Copy every line of the records below word for word, without changing anything.

» Given data:
--- START ---

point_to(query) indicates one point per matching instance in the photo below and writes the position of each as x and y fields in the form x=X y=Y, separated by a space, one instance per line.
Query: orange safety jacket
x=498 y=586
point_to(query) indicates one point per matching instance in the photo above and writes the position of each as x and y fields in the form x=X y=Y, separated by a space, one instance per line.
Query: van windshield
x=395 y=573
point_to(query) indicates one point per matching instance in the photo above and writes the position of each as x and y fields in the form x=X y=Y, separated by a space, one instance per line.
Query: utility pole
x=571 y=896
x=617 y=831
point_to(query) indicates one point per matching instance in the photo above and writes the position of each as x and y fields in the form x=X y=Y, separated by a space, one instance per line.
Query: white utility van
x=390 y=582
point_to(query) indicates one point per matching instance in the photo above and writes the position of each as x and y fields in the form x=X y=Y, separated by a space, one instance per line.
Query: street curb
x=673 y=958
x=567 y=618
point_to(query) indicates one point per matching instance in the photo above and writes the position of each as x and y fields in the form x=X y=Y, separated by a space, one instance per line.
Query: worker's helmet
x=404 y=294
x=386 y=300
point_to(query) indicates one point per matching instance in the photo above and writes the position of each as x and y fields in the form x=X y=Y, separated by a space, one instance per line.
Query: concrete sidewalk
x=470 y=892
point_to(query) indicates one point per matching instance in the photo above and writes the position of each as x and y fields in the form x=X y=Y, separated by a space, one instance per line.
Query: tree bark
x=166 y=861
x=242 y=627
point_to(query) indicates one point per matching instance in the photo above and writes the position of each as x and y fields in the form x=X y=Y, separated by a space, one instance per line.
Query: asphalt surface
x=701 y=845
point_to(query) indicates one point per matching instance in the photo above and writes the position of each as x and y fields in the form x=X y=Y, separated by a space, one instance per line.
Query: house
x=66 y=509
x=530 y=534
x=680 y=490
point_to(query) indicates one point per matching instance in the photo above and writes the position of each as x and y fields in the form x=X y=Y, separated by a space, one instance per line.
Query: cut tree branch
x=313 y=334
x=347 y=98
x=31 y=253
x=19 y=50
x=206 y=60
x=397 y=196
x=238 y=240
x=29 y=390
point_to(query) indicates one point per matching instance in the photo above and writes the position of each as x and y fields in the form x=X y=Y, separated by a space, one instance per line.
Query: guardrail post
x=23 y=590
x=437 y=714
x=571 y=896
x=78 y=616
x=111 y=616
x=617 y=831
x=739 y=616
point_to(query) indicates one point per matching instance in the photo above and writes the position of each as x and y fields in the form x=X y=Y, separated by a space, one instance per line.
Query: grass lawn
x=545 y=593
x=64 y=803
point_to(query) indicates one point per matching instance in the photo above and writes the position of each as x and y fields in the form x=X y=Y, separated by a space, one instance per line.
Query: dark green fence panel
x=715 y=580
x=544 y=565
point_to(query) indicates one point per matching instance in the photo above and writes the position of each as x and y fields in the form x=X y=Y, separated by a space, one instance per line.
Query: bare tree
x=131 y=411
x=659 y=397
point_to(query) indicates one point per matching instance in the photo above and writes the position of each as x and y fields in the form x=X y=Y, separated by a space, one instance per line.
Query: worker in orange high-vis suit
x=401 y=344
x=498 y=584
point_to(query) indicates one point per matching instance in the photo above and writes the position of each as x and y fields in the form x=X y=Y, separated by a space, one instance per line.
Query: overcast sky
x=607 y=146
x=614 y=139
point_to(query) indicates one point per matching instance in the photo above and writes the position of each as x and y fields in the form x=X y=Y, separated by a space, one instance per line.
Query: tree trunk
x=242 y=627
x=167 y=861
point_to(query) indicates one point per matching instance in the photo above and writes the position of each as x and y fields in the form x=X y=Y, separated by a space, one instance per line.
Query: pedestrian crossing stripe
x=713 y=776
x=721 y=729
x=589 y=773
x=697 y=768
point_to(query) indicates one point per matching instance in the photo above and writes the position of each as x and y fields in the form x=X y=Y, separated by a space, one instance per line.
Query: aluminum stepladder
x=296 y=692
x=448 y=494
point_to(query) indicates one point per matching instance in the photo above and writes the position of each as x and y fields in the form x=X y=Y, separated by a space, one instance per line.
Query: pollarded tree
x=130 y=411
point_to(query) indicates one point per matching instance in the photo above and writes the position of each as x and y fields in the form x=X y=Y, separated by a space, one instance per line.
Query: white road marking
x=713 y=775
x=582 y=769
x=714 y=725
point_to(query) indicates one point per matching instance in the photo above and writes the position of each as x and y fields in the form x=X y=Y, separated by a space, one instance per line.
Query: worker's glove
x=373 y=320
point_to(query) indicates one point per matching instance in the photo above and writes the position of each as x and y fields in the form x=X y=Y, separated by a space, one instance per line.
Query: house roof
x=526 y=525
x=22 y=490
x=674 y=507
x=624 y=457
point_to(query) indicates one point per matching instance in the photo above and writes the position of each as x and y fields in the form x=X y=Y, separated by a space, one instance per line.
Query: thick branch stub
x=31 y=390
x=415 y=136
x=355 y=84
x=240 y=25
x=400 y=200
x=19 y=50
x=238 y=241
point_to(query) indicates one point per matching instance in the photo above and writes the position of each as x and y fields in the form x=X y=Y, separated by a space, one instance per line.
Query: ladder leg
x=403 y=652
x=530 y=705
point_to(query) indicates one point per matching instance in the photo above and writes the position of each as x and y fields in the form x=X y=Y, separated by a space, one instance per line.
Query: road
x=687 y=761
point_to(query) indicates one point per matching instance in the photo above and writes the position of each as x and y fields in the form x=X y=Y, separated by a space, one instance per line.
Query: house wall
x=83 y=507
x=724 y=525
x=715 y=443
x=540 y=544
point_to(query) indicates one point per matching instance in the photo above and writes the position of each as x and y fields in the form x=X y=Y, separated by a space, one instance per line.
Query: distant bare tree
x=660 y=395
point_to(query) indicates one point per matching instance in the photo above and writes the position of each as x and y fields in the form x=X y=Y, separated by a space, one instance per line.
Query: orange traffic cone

--- END ---

» The result:
point_to(query) indicates one point per matching instance in the photo below and writes the position of each as x and y fields in the form x=X y=Y, separated by a space, one instance per line.
Query: orange safety jacket
x=498 y=586
point_to(query) indicates one point per matching instance in the photo above and writes the position of each as x and y fields in the form x=X y=Y, separated by a space, one instance per line.
Query: van windshield
x=395 y=573
point_to(query) indicates one point per matching instance in the photo above and writes the position of each as x and y fields in the form x=X y=Y, separated by a space, one instance per line.
Query: utility pole
x=571 y=896
x=617 y=831
point_to(query) indicates one point per matching instance in the photo above and writes the position of each as x and y fields in the form x=X y=Y, separated by a space, one instance per line.
Query: white utility van
x=390 y=582
point_to(query) indicates one point per matching instance in the photo above and writes the position of each as x and y fields in the form x=X y=Y, separated by a space, one instance per line.
Query: street curb
x=673 y=958
x=567 y=618
point_to(query) indicates one point per matching instance in the photo above and writes the position of each as x and y fields in the form x=X y=Y, separated by a space, one instance per line.
Query: worker's helmet
x=404 y=294
x=386 y=300
point_to(query) indicates one point per matching instance in the photo above and writes the position of each as x and y fields in the form x=X y=Y, separated by a space, one instance per line.
Query: concrete sidewalk
x=470 y=892
point_to(query) indicates one point per matching instance in the photo above and writes the position of each as x and y fields in the form x=X y=Y, separated by a space, one instance per line.
Query: tree bark
x=166 y=861
x=242 y=627
point_to(query) indicates one point per matching instance in the photo above and writes the position of each as x and y fields in the form x=X y=Y, separated by a space, one instance per line.
Query: asphalt surface
x=701 y=845
point_to(query) indicates one point per matching instance in the photo above and writes the position of each as x and y fields in the form x=X y=Y, separated by a space, one instance per line.
Query: house
x=66 y=509
x=530 y=534
x=680 y=490
point_to(query) indicates one point per matching instance in the photo above and writes the position of each as x and y fields in the form x=X y=Y, separated by a space, one instance per line.
Query: cut tree branch
x=313 y=334
x=347 y=98
x=31 y=253
x=19 y=50
x=206 y=60
x=397 y=196
x=238 y=240
x=29 y=390
point_to(query) indicates one point per matching instance in the photo above and writes the position of each as x and y fields in the form x=X y=Y, separated by a space, one instance per line.
Query: guardrail post
x=23 y=590
x=437 y=714
x=571 y=896
x=78 y=616
x=111 y=616
x=617 y=831
x=739 y=616
point_to(query) indicates one point per matching instance in the photo above and writes the position of each as x and y fields in the form x=X y=Y, separated by a space, one instance per line.
Query: grass lawn
x=545 y=593
x=64 y=803
point_to(query) indicates one point per matching instance in the photo above and writes the position of each as x and y fields in the form x=X y=Y, separated by a space, one instance per line.
Query: dark green fence panel
x=715 y=580
x=544 y=565
point_to(query) indicates one point per matching instance in the photo above and writes the position of each as x and y fields in the form x=X y=Y, separated by a space, one instance per line.
Query: bare tree
x=131 y=411
x=659 y=397
point_to(query) indicates one point per matching instance in the photo above and writes the position of each as x and y fields in the form x=X y=Y, separated by a space, one instance per line.
Query: worker in orange high-vis suit
x=401 y=344
x=498 y=584
point_to(query) indicates one point per matching instance in the photo above and writes the position of each as x and y fields in the form x=X y=Y, separated by a space, one instance per line.
Query: overcast sky
x=607 y=146
x=614 y=139
point_to(query) indicates one point per matching instance in the photo above and writes the position of each as x and y fields in the form x=X y=Y, separated by a space, one instance per line.
Query: tree trunk
x=242 y=627
x=167 y=861
point_to(query) indicates one point per matching instance in the photo above and writes the position of each as x and y fields in the form x=X y=Y, separated by a space, one instance per line.
Query: pedestrian crossing stripe
x=713 y=776
x=721 y=729
x=589 y=773
x=697 y=768
point_to(query) indicates one point per matching instance in the photo above and writes the position of each as x and y fields in the form x=X y=Y, separated by a space, one instance per line.
Query: aluminum stepladder
x=296 y=692
x=448 y=494
point_to(query) indicates one point per matching instance in the photo above and writes the position of each as x and y fields in the form x=X y=Y, separated by a space, one instance per line.
Query: pollarded tree
x=130 y=411
point_to(query) indicates one point per matching instance in the photo above and writes the position of each as x and y fields in the form x=X y=Y, separated by a space, one instance per line.
Query: white road marking
x=713 y=775
x=582 y=769
x=714 y=725
point_to(query) indicates one point per matching instance in the photo above and writes the position of each as x and y fields in the form x=X y=Y, separated by a space, one instance per line.
Query: worker's glove
x=373 y=320
point_to(query) indicates one point per matching instance in the photo above and writes the position of each as x and y fields in the form x=X y=Y, separated by a space, one instance per line.
Query: house roof
x=526 y=525
x=22 y=490
x=674 y=507
x=624 y=457
point_to(query) indicates one point per matching instance in the photo above and writes the position of each as x and y fields in the form x=X y=Y, separated by a space, one instance per line.
Query: thick branch stub
x=31 y=390
x=415 y=136
x=355 y=84
x=240 y=25
x=400 y=200
x=19 y=50
x=238 y=241
point_to(query) indicates one point per matching instance in the photo above and writes the position of each as x and y fields in the form x=X y=Y, separated by a space, one instance per line.
Query: ladder leg
x=403 y=652
x=530 y=705
point_to(query) indicates one point per matching instance in the photo above and writes the position of each as x and y fields in the form x=X y=Y, separated by a space, one instance per line.
Query: road
x=687 y=761
point_to(query) indicates one point per matching instance in the photo above and writes the position of each as x and y fields in the form x=X y=Y, separated by a space, one instance per line.
Query: house wall
x=83 y=507
x=724 y=525
x=715 y=443
x=540 y=544
point_to(query) indicates one point per matching instance in the photo above and writes the position of each as x and y fields in the form x=X y=Y, separated by a space, one instance per line.
Query: distant bare tree
x=660 y=395
point_to(query) indicates one point per matching instance in the photo above and writes the position of each as x and y fields in the form x=X y=Y, separated by a space, one instance per line.
Query: orange traffic cone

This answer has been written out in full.